*** Opening of SUPPLIED MATERIAL ***
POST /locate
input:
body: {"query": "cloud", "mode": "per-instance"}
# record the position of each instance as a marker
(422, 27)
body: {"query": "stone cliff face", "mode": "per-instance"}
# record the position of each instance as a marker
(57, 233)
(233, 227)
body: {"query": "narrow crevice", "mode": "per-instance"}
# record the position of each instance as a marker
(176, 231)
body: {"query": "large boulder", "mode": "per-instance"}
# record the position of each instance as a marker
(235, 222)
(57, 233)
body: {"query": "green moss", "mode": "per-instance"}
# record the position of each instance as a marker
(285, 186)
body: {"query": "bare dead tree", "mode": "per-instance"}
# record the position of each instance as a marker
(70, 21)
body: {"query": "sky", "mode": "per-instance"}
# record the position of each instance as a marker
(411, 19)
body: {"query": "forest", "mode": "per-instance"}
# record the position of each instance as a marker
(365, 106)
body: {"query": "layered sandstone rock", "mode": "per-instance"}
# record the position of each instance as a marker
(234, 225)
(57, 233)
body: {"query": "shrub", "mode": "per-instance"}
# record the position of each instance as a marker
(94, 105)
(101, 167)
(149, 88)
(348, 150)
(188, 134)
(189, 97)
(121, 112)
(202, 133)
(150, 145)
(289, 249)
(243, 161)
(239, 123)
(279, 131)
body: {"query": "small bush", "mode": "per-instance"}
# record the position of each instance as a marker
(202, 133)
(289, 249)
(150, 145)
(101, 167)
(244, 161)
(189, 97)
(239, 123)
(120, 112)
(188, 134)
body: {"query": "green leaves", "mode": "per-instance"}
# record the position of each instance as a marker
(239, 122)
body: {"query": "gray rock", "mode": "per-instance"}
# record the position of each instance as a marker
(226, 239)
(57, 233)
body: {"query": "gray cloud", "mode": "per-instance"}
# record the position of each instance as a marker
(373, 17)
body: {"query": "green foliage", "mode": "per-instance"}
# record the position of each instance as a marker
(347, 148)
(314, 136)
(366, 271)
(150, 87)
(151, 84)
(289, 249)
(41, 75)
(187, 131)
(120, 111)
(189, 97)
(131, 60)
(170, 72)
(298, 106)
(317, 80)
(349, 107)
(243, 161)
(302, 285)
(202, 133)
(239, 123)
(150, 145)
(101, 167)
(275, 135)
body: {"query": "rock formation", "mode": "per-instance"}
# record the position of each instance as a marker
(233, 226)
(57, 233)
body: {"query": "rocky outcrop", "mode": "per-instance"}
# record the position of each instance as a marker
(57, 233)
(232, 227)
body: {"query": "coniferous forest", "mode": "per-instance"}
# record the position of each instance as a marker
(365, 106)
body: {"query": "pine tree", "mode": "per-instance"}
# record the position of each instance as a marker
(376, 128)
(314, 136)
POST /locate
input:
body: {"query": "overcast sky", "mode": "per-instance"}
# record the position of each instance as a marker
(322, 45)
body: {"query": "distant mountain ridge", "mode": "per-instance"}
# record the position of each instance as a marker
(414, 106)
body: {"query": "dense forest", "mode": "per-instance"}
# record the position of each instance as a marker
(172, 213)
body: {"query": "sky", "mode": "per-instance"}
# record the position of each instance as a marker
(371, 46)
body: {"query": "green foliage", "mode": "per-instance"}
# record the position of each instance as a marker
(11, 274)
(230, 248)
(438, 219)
*** Close of SUPPLIED MATERIAL ***
* [WHAT YOU ARE ASKED TO DO]:
Transcribe all the entries, keeping each one exactly as it is.

* [PROBLEM SOLUTION]:
POST /locate
input:
body: {"query": "cloud", "mode": "per-instance"}
# record the position of each instance as a marker
(422, 27)
body: {"query": "stone cliff face", "mode": "per-instance"}
# record the position of each instance as a marker
(57, 233)
(233, 227)
body: {"query": "narrow crevice", "mode": "per-instance"}
# record the position of each instance as a marker
(176, 231)
body: {"query": "large boulder", "mode": "per-instance"}
# record the position of each instance as a marker
(235, 222)
(57, 233)
body: {"query": "green moss", "mode": "per-instance"}
# record the position of each instance as a marker
(285, 186)
body: {"query": "bare dead tree", "mode": "per-instance"}
# record the position of each instance as a marker
(70, 21)
body: {"query": "sky", "mode": "per-instance"}
# record the position of each instance as a marker
(411, 19)
body: {"query": "forest", "mode": "per-instance"}
# record the position of each instance as a marker
(365, 106)
body: {"query": "layered sandstone rock", "mode": "per-instance"}
# record the position of each instance as a marker
(234, 225)
(57, 233)
body: {"query": "shrub", "mode": "per-instance"}
# record the position of each instance as a marker
(94, 105)
(101, 167)
(149, 88)
(348, 150)
(188, 134)
(189, 97)
(121, 112)
(202, 133)
(150, 145)
(289, 249)
(243, 161)
(239, 123)
(279, 131)
body: {"query": "small bush", "mode": "per-instance"}
# record the position of each instance as a marker
(202, 133)
(289, 249)
(150, 145)
(101, 167)
(244, 161)
(189, 97)
(239, 123)
(120, 112)
(188, 134)
body: {"query": "green leaves", "mode": "per-instance"}
# record the position of each instance as a marker
(239, 122)
body: {"query": "gray rock", "mode": "per-instance"}
# record the position of each instance as a marker
(226, 239)
(57, 233)
body: {"query": "gray cloud", "mode": "per-instance"}
# record the position of each instance as a marker
(373, 17)
body: {"query": "green foliage", "mode": "per-instance"}
# record the position of each instance as a marker
(347, 148)
(314, 136)
(366, 271)
(150, 87)
(151, 84)
(289, 249)
(41, 75)
(187, 131)
(120, 111)
(189, 97)
(131, 60)
(170, 72)
(298, 106)
(317, 80)
(349, 107)
(243, 161)
(302, 285)
(202, 133)
(239, 123)
(150, 145)
(101, 167)
(275, 135)
body: {"query": "rock formation", "mode": "per-instance"}
# record the position of each instance as a marker
(233, 226)
(57, 233)
body: {"query": "rocky outcrop", "mode": "per-instance"}
# record the position of each instance as a marker
(57, 233)
(232, 227)
body: {"query": "coniferous forest", "mode": "per-instance"}
# record the position of each instance as a marker
(365, 106)
body: {"query": "pine tree", "mode": "per-instance"}
# record the position of each instance as a marker
(376, 128)
(314, 136)
POST /locate
input:
body: {"query": "overcast sky", "mode": "per-instance"}
# record the position of each instance as a marker
(322, 45)
body: {"query": "distant mountain ridge", "mode": "per-instance"}
# record the position of each instance as a marker
(414, 106)
body: {"query": "dense forest", "mode": "per-instance"}
# record the position of each instance as a marker
(172, 213)
body: {"query": "sky", "mode": "per-instance"}
# record the position of each instance as a marker
(371, 46)
body: {"query": "green foliage", "mode": "per-instance"}
# record the position of each instance as a marker
(11, 274)
(230, 248)
(438, 219)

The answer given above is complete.